Déterminants physiques de la consommation
  Les principaux postes de consommations d’un véhicule sont les pertes aérodynamiques, les pertes roulement, pneus, les pertes moteur, groupe moto-propulseur, c’est-à-dire électronique de puissance, moteur et réducteur sur un véhicule électrique, et le confort thermique : chauffage et climatisation. 

Les pertes aérodynamiques
  Ces pertes sont proportionnelles à la densité de l’air, qui est plus forte par temps froid, à un coefficient appelé SCx et au carré de la vitesse. C’est pourquoi sur autoroute, et sur les longs trajets, elles représentent de loin le premier poste de consommation.
Le SCx est le produit de la surface frontale, S, du véhicule, largeur par hauteur, et d’un coefficient de forme : Cx. Le SCx varie, selon les véhicules, entre 0,52 pour la Tesla 3, et près de 1 pour un petit véhicule utilitaire ; il est de 0,76 pour une Zoé. La forme idoine pour un aérodynamisme optimal serait celle d’un suppositoire, mais un véhicule en forme de suppositoire ne serait pas vendable. La forme est donc un compromis entre style, habitabilité et aérodynamisme. Les Tesla sont des véhicules bas, S faible, qui s’apparentent à des coupés, et longs, avec un aérodynamisme optimisé : Cx faible.
  Leur consommation sur autoroute est faible, de l’ordre de 20 kWh/100 km, mais la position de conduite est basse, et la place disponible en hauteur est limitée, particulièrement pour les places arrière. À l’inverse, un gros SUV, sport utility vehicle, comme l’Audi e-Tron consomme plus de 30 kWh/100 km.

Les pertes roulement

  Ces pertes dépendent bien sûr du type de pneu et augmentent par temps froid et avec une vitesse plus importante. Mais elles sont surtout proportionnelles à la masse du véhicule. Des batteries lourdes vont donc augmenter les pertes. Ainsi, les SUV cumulent deux défauts : d’un côté un véhicule, et de l’autre une batterie, chacun lourd et volumineux consomment beaucoup, donc il leur faut des batteries importantes, qui sont lourdes et volumineuses, ce qui les rend encore plus lourds et volumineux.

####################

## Court exercice 1
Résumez en deux phrases l'extrait sur les déterminants physiques de la consommation d'un véhicule.
L'extrait et la liste proviennent de sources distinctes.

####################

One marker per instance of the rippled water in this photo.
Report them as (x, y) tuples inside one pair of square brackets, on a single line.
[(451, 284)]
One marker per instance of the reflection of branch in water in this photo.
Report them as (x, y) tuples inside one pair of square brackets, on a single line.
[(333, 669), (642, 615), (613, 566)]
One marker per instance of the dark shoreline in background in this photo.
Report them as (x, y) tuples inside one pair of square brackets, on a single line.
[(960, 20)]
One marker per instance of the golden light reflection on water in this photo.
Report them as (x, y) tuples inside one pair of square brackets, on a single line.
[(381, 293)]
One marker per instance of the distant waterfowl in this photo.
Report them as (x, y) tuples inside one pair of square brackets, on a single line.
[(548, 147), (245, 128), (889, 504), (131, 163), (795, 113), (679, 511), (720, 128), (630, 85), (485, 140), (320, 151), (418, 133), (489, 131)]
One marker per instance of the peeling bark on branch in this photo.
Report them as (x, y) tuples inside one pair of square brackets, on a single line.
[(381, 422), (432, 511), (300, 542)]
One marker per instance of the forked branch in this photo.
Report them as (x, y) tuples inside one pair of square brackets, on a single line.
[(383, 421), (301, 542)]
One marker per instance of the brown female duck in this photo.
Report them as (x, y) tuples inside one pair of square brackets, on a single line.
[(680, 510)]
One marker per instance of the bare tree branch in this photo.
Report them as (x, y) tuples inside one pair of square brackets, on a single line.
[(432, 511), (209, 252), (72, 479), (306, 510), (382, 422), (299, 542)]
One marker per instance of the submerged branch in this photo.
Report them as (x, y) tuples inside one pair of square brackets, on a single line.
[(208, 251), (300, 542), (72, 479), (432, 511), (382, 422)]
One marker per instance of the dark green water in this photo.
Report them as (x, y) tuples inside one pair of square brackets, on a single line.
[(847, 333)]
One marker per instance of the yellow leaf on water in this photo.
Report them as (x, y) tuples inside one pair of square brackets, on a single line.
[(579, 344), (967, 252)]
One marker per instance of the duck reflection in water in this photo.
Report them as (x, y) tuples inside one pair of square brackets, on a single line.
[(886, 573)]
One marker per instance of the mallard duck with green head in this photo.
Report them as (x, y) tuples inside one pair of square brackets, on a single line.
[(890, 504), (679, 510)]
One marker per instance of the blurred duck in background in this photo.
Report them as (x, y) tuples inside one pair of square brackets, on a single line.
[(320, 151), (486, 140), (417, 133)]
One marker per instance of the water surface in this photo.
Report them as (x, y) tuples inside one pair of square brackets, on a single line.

####################

## Court exercice 2
Recopiez à l'identique la partie de la liste qui commence par la ligne contenant « One marker per instance of the blurred » et se termine par celle contenant « [(320, 151), (486, 140), (417, 133)] », ces deux lignes comprises.

## Réponse attendue 1
La consommation d'un véhicule se répartit principalement entre les pertes aérodynamiques, les pertes de roulement, les pertes du groupe moto-propulseur et le confort thermique. Les pertes aérodynamiques, liées à la densité de l'air, au SCx et au carré de la vitesse, dominent sur autoroute, tandis que les pertes de roulement sont surtout proportionnelles à la masse, ce qui pénalise les SUV lourds et volumineux.

## Réponse attendue 2
One marker per instance of the blurred duck in background in this photo.
Report them as (x, y) tuples inside one pair of square brackets, on a single line.
[(320, 151), (486, 140), (417, 133)]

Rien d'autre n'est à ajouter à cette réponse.